= Study questions =
a) Translate this sentence from the passage about taking the LSAT into Spanish: "The test will take all day, with officially scheduled food, cigarette, and bathroom breaks."
b) Write what comes next in the passage about taking the LSAT, continuing after its final sentence.

= Quoted passage =
=-=-=

Double Bind
Page 23
At the LSAT, the proctors wait for us to get seated, to shed our jackets, settle our bags on the floor. The room smells of wet socks, a musty, dry heat from the radiators, the metallic breath of hundreds of twenty-one-year-olds who’ve forced down a fast breakfast of black coffee. A faint cigarette smell sits among us, brought in on the hair, the jeans. I have a two-pack-a-day habit and a fresh box of Marlboros. No sandwich, no candy, as I also have an eating disorder. The test will take all day, with officially scheduled food, cigarette, and bathroom breaks. The room is hushed, only the sounds of test booklets being moved to the optimal spot at the center of each desk, of regulation pencils lightly tapping. Personal computers, even the bulky desktops, haven’t been invented. There are no cell phones to turn off or check at the door. Nobody speaks.

=-=-=

= Source information =

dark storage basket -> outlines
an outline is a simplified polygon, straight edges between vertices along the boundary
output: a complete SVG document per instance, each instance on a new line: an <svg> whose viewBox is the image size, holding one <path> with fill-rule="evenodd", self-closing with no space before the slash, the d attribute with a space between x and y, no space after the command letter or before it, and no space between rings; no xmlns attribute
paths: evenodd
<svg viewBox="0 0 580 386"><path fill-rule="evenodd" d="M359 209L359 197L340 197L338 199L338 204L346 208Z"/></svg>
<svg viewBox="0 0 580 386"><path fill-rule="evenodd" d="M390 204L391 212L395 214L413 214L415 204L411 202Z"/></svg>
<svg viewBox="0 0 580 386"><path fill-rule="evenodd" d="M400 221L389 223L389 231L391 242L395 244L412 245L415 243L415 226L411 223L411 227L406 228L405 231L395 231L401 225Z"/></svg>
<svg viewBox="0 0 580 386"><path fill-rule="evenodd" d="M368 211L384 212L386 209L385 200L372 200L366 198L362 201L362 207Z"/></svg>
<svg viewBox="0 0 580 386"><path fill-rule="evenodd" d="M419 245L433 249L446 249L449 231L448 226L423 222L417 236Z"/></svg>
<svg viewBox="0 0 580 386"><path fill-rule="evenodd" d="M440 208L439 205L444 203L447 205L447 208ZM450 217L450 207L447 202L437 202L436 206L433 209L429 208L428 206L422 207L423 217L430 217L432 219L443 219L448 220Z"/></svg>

=-=-=

= Answers to this exercise =
a) El examen durará todo el día, con descansos programados oficialmente para comer, fumar e ir al baño.

b)
One of the proctors looks at a clock. Another gives instructions. Do only one part at a time. Do not move on to the next part until instructed. If we finish a section with time to spare, we’re to read our answers over or sit quietly. If we don’t finish a section when they call it, let it be—there is a cost to guesswork that makes guessing riskier than leaving the answer blank. It’s a matter of odds, we’ve learned in the informational letter we received weeks before, giving us our identification numbers and reminding us of the time and place: You might get the question right, but you might get it wrong, and wrong is not a zero; it counts against you.
A proctor tells us to take up our booklets, open the seal. Then: Go! Five hundred pencils scratching paper. Five hundred audible mouth breathers. If I don’t hear all five hundred, I certainly hear the couple dozen in my immediate vicinity. We are tightly packed. I can’t see other booklets and answers—it would be difficult to cheat—but I see hands moving, pencils darkening the circles of multiple choice. I see someone’s foot nervously bobbing across the aisle, hear a fingernail drumming wood, the people on either side of me shifting in their chairs.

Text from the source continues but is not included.